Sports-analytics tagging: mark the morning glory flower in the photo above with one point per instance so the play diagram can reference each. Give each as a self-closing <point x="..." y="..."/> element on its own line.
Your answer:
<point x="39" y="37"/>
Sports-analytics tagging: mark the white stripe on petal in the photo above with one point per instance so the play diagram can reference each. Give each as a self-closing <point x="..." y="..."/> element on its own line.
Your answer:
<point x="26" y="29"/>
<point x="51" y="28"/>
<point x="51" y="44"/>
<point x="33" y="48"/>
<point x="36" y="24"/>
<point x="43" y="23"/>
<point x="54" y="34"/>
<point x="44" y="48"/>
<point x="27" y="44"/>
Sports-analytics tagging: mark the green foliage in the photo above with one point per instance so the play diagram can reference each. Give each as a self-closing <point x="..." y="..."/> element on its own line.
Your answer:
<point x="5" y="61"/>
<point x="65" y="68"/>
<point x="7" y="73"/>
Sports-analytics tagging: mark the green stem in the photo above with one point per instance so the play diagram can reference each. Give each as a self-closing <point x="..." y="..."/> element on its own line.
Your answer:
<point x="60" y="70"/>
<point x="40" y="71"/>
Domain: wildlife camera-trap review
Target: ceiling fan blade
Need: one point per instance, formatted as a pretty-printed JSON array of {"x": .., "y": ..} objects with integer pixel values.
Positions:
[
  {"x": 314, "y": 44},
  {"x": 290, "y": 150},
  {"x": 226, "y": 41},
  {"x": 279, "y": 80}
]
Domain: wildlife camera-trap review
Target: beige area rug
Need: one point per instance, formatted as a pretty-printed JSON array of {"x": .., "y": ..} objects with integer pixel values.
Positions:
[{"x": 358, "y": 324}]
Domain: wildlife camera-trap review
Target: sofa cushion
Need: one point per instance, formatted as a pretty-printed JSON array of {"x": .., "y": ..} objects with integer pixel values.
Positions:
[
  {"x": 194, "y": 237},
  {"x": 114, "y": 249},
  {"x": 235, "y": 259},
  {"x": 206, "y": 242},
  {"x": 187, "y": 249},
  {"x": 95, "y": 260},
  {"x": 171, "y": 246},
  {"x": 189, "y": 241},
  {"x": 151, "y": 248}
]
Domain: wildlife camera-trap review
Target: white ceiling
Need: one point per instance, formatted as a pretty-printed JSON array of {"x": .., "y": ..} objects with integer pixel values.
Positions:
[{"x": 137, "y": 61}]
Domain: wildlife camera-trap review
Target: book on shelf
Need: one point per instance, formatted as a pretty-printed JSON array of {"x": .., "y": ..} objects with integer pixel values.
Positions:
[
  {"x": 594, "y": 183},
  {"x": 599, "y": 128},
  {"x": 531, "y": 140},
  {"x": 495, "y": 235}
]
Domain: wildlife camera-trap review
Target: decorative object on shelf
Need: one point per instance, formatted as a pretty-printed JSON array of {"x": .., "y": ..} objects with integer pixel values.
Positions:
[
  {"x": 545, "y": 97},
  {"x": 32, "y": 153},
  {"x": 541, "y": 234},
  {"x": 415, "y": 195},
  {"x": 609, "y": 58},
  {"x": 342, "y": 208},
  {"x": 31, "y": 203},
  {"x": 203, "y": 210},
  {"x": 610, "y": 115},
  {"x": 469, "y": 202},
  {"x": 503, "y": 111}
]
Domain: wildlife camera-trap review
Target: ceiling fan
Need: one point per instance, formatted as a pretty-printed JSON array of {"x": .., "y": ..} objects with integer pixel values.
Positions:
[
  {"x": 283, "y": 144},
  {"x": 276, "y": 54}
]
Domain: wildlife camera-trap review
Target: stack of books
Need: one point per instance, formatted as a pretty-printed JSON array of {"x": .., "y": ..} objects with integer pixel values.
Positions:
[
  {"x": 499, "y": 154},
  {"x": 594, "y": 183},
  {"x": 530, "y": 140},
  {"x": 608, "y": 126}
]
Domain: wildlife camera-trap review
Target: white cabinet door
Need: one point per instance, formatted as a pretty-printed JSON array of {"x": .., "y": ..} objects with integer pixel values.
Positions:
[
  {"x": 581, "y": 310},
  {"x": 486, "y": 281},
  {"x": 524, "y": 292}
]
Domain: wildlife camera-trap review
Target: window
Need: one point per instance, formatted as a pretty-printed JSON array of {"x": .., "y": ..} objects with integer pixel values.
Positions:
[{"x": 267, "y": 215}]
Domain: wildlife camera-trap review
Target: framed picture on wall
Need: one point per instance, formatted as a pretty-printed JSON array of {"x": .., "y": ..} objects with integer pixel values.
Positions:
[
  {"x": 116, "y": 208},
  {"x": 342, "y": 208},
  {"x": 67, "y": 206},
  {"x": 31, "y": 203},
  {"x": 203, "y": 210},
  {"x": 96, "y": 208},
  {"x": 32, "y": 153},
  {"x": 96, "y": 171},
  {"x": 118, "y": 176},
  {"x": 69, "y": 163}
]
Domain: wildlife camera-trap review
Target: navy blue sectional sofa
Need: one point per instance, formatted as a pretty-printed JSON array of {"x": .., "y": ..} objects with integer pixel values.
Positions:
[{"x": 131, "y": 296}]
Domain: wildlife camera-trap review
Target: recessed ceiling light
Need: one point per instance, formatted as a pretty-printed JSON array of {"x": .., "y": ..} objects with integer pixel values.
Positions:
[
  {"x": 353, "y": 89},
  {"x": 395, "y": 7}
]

* WHAT TO PRODUCE: Report each line in the preceding entries that holds the string "analytics".

* SOLUTION TO THIS TASK:
Sports-analytics tagging: mark the morning glory flower in the photo above with one point per instance so the play diagram can reference each. Give each as a self-closing <point x="..." y="..."/> element on its own line.
Sports-analytics tagging: mark the white stripe on petal in the photo above with one point per instance so the play diagram can reference each. Give each as a self-closing <point x="..." y="..."/> element on its own line.
Sports-analytics tagging: mark the green foliage in the photo above with one point per instance so the play diagram can reference each. Give each as a self-closing <point x="..." y="..."/> element on its own line.
Sports-analytics tagging: mark the green stem in the photo above with one point per instance so the play diagram can reference each. Give each as a self-closing <point x="..." y="..."/> element on its own line.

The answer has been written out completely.